DIRECTIVE: From the records below, copy out only the lines from the one containing "reads [[185, 316]]." through the one containing "[[284, 55], [323, 38], [572, 39]]", both included, without any change.

DATA ROWS:
--------------------

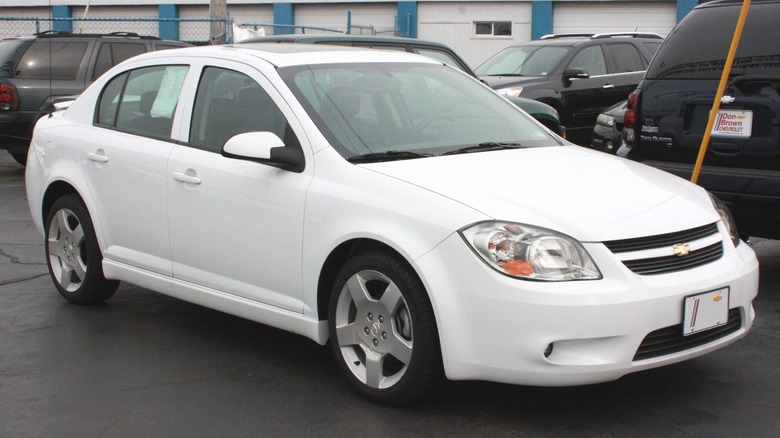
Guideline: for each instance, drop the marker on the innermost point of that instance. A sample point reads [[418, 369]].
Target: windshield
[[401, 111], [523, 61]]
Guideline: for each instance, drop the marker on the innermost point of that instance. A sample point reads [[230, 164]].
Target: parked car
[[391, 204], [608, 132], [545, 114], [668, 113], [30, 84], [579, 75]]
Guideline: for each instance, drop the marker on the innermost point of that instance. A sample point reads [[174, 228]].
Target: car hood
[[498, 82], [586, 194]]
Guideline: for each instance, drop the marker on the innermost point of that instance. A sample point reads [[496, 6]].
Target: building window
[[493, 28]]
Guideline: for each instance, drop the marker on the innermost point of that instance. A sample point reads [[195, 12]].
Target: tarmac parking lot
[[144, 364]]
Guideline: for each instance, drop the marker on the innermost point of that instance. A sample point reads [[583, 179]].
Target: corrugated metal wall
[[378, 15], [595, 17], [453, 24]]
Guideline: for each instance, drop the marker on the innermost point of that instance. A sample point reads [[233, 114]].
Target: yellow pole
[[705, 141]]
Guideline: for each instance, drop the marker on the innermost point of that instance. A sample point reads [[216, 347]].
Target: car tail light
[[629, 119], [9, 98]]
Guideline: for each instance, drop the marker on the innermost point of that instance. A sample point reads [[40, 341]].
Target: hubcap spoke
[[391, 298], [357, 290], [374, 362], [400, 349], [347, 334]]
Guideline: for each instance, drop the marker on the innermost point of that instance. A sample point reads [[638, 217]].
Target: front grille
[[673, 263], [654, 263], [671, 340], [661, 240]]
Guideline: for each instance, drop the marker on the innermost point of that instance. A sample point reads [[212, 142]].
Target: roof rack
[[566, 35], [61, 33], [603, 35], [629, 34]]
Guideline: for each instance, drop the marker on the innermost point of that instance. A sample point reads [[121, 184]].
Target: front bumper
[[496, 328]]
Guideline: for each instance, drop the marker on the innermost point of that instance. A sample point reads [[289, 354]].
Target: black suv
[[578, 74], [669, 111], [29, 83]]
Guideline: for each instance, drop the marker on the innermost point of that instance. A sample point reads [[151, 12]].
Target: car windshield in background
[[398, 111], [690, 56], [523, 61]]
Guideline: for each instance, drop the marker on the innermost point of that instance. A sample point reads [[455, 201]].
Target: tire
[[73, 254], [383, 331], [20, 158]]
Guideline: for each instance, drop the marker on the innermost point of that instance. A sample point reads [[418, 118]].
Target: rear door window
[[65, 56], [143, 101], [625, 58]]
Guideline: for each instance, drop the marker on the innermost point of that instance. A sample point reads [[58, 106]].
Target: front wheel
[[73, 254], [383, 331]]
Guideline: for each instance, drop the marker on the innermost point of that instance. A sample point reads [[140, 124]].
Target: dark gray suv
[[30, 83], [669, 111], [577, 74]]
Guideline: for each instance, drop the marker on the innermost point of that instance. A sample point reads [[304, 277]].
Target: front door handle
[[183, 177], [97, 157]]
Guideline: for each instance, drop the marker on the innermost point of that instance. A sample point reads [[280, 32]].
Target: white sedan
[[390, 204]]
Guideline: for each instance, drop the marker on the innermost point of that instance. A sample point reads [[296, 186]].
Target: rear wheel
[[383, 331], [73, 254]]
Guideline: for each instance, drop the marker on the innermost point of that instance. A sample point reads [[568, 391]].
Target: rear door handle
[[97, 157], [183, 177]]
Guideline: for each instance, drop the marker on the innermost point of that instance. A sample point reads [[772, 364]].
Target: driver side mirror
[[264, 147]]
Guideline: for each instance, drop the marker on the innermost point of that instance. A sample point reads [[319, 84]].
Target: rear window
[[65, 58], [9, 50], [698, 46]]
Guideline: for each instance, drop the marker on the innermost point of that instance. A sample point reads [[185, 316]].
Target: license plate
[[733, 123], [705, 311]]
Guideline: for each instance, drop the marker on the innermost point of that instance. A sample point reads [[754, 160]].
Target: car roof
[[284, 55], [323, 38], [572, 39]]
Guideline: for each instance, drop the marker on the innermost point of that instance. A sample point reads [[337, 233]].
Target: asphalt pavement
[[144, 364]]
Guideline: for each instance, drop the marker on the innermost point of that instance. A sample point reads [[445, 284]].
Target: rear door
[[237, 226]]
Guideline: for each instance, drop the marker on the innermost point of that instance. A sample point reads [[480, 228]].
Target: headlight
[[515, 92], [726, 218], [605, 120], [530, 253]]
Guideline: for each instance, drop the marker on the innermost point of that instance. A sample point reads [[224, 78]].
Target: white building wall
[[334, 16], [596, 17], [452, 23], [19, 28]]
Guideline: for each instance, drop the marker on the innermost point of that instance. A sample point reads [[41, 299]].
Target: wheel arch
[[336, 260]]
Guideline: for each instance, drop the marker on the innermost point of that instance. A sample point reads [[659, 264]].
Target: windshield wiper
[[386, 156], [482, 147]]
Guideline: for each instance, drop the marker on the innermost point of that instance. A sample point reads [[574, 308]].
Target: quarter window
[[111, 54], [591, 59], [142, 101]]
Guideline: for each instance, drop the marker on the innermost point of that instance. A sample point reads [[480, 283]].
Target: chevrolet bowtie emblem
[[681, 249]]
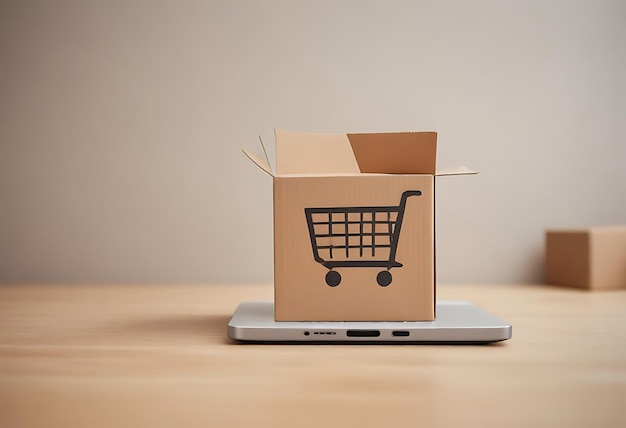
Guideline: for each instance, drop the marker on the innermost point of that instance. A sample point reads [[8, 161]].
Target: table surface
[[158, 355]]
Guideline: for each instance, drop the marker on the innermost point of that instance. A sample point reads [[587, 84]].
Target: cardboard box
[[354, 226], [592, 258]]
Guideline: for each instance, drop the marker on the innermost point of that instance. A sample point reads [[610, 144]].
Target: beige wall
[[121, 124]]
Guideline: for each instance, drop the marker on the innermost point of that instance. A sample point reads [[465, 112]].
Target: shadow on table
[[173, 329]]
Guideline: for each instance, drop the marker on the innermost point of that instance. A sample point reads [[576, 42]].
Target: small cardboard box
[[592, 258], [354, 236]]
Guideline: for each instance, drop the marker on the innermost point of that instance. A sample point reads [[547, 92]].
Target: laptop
[[456, 322]]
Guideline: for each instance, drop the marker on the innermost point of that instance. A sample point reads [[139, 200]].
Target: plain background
[[121, 124]]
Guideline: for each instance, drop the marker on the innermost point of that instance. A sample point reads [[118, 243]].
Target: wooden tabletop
[[158, 355]]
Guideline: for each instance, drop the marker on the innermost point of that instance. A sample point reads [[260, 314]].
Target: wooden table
[[156, 355]]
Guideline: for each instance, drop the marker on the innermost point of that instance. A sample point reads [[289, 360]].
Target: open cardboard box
[[354, 225]]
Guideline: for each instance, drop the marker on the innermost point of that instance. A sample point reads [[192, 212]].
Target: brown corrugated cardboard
[[354, 226], [592, 258]]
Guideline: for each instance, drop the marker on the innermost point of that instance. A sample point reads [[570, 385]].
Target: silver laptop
[[456, 322]]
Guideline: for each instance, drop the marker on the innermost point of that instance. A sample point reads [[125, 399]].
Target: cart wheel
[[383, 278], [333, 278]]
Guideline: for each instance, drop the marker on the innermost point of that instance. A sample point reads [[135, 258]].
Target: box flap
[[395, 152], [302, 153], [263, 161]]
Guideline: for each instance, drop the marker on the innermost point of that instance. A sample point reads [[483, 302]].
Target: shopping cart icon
[[357, 237]]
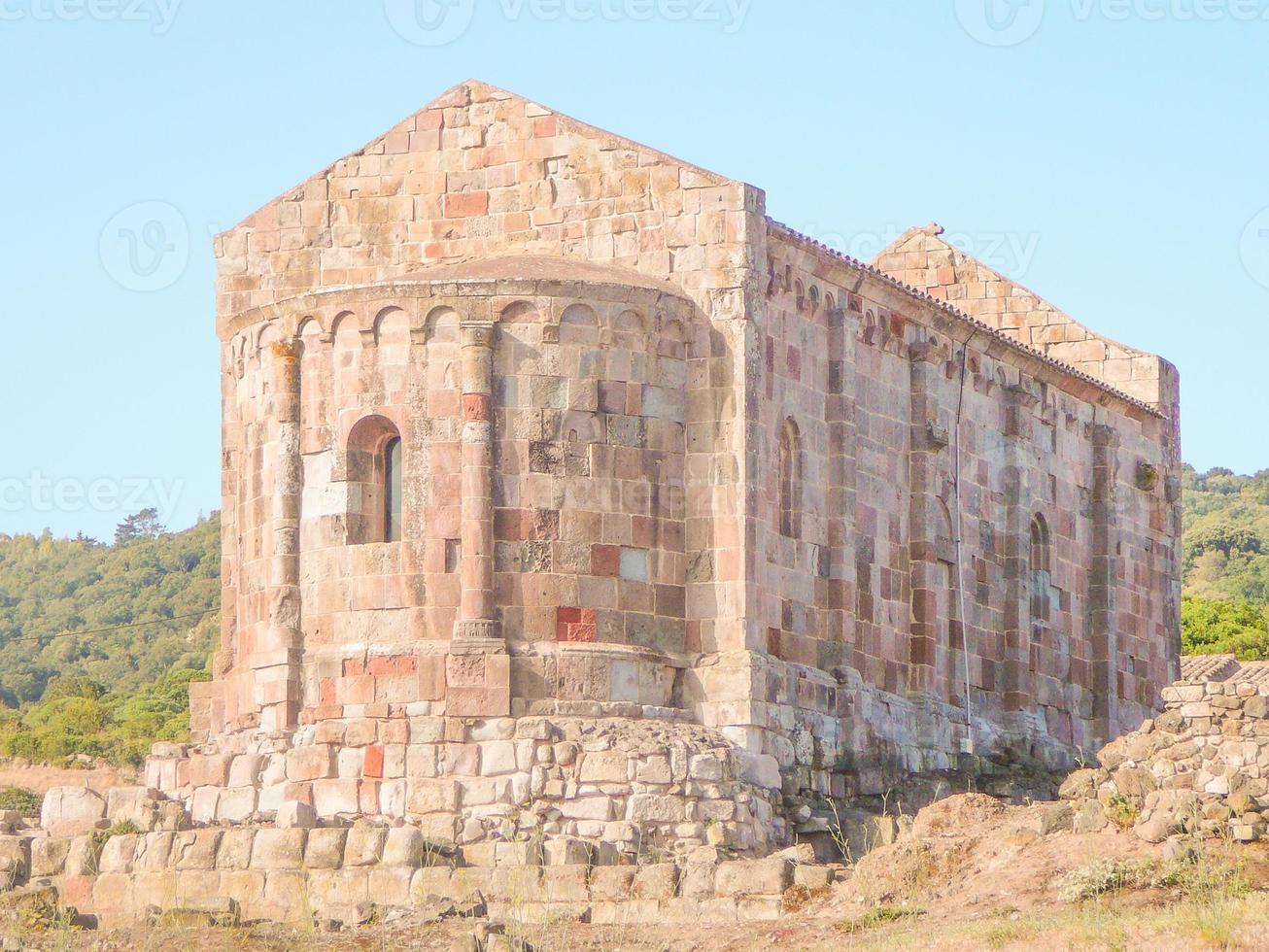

--------------------

FINISHED TASK:
Guideline: for each instance, drop the marker on the innermost point of that instance. A sample point reads [[185, 316]].
Target: license plate
[[733, 123], [705, 311]]
Guideline: for each instance, drop the marker on the innermost point of that instance. A sample point reads [[754, 160]].
Target: car roof
[[284, 55], [323, 38], [572, 39]]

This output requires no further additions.